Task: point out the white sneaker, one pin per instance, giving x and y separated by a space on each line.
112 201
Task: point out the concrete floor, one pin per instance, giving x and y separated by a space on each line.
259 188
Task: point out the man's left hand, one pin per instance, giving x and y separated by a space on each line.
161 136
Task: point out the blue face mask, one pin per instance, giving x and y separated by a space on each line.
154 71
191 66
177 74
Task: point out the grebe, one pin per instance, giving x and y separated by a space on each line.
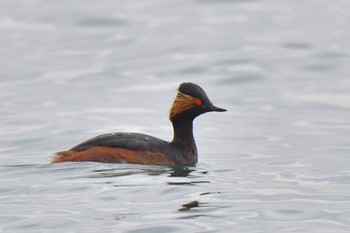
---------------
• [Problem details]:
Rewrite the rows as a numbered list, starting with the line that contains "Task: point out the concrete" and going on through the end of the rows, with blank lines and pictures left out.

• [The result]:
1. Task: point out the concrete floor, one pin per instance, giving x and y separated by a space on each line.
2. 259 188
3. Task: point out the man's left hand, one pin per instance, giving x and y separated by a space on each line.
4. 161 136
5. Task: point out the blue face mask, one pin per instance, giving x and y separated by a space on each line.
6. 154 71
7. 191 66
8. 177 74
9. Task: point out the grebe, one pin per instance, giving x and y separated by a space on each line.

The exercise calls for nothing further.